- **WORK REQUIRED**: Starting at the first line of the data, print each line verbatim up to and including the line bearing "Target | dark blue", omitting pictures.
*** RECORDS TO USE ***
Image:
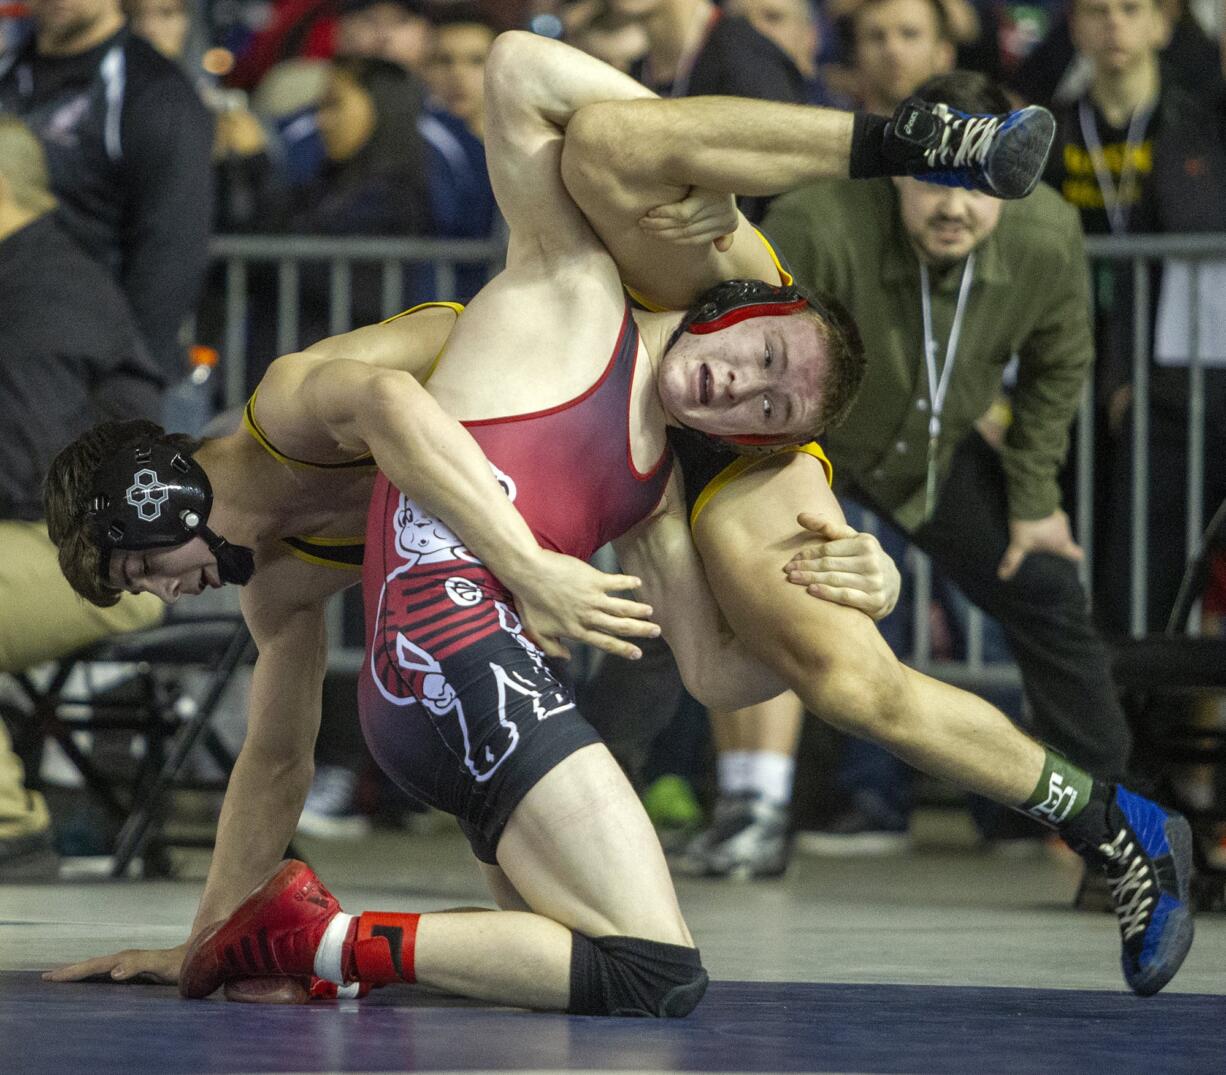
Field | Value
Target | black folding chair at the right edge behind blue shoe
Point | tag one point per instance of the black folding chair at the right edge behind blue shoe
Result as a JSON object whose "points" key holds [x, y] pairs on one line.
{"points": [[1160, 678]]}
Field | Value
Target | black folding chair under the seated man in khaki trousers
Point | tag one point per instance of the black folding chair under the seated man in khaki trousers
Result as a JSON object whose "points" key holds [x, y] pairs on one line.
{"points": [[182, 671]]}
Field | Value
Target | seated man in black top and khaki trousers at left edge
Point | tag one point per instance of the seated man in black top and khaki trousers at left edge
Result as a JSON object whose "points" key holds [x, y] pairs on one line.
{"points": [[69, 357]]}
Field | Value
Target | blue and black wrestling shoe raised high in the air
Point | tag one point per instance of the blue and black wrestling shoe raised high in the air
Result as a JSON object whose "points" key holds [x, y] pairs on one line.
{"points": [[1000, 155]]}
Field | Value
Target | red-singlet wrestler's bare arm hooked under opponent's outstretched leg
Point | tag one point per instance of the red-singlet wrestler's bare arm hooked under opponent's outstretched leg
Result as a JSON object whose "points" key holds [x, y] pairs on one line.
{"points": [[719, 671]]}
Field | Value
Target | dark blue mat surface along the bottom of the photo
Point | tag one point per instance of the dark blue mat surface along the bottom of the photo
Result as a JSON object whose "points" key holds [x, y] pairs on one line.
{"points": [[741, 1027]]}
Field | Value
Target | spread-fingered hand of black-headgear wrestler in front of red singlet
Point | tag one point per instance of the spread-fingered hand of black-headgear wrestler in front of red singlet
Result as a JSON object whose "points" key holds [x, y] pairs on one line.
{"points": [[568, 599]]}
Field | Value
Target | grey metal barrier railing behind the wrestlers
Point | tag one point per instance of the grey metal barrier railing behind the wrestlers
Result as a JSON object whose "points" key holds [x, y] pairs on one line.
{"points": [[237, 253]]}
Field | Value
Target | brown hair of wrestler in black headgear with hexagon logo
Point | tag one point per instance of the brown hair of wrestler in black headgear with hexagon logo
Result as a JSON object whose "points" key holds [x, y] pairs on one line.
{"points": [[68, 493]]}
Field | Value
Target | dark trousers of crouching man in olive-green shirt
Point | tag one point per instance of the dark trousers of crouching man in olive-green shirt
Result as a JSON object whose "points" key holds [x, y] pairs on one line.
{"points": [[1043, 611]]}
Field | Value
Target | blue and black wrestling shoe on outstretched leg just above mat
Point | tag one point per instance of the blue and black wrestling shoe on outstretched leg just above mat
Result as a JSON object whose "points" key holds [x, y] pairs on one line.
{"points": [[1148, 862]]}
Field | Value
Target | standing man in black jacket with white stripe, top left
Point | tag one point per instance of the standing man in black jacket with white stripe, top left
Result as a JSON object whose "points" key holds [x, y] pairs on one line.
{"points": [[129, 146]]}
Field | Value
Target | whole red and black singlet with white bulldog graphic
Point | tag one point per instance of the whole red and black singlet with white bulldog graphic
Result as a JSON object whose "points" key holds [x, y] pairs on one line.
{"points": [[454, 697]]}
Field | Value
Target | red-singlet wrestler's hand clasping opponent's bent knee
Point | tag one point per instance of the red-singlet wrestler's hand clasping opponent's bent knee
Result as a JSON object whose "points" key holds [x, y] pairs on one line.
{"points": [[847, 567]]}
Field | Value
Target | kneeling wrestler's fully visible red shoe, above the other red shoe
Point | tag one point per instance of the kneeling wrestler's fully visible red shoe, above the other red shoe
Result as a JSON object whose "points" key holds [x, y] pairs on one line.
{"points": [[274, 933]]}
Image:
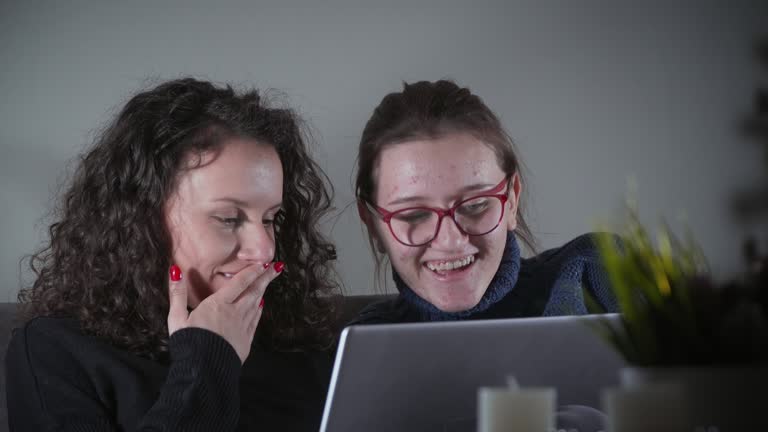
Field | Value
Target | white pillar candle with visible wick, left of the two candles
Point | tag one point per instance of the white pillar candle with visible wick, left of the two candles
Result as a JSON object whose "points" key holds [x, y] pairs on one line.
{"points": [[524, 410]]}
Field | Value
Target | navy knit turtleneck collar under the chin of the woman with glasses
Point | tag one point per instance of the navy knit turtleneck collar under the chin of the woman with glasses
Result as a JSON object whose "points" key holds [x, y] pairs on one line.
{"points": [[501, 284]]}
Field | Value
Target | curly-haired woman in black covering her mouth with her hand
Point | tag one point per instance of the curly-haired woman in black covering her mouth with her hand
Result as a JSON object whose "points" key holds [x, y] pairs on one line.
*** End of RECORDS TO USE ***
- **OUTPUT FOR THIS EXERCISE**:
Image:
Field | Value
Target | black folding chair at the right edge behind blue shoe
Point | tag one point per instance of the black folding chair at the right edge behind blue shoe
Result as a JSON object whose "points" key holds [x, y] pairs on one line.
{"points": [[1160, 678]]}
Field | Value
Target | black folding chair under the seated man in khaki trousers
Point | tag one point per instance of the black folding chair under the seated man in khaki trousers
Result as a JSON object whose "points" key holds [x, y] pairs on one line.
{"points": [[182, 671]]}
Field | Value
Target | seated man in black top and khaki trousers at left edge
Point | tag one point per instance of the seated man in black top and khaki trousers at left edge
Result as a JSON object whose "points" key holds [x, y] pairs on one line.
{"points": [[69, 357]]}
Field | Value
Target | blue and black wrestling shoe raised high in the air
Point | tag one point per instance of the blue and black wrestling shoe raised high in the air
Result as a JSON object whose "points" key holds [x, y] pairs on one line.
{"points": [[1000, 155]]}
Field | Value
Target | red-singlet wrestler's bare arm hooked under opponent's outstretched leg
Point | tag one point per instance of the red-singlet wrestler's bare arm hooked under opponent's outstretched leg
Result as a JSON object whose "points" key holds [x, y] pairs on one line.
{"points": [[719, 671]]}
Field | Value
Target | dark blue mat surface along the bottom of the photo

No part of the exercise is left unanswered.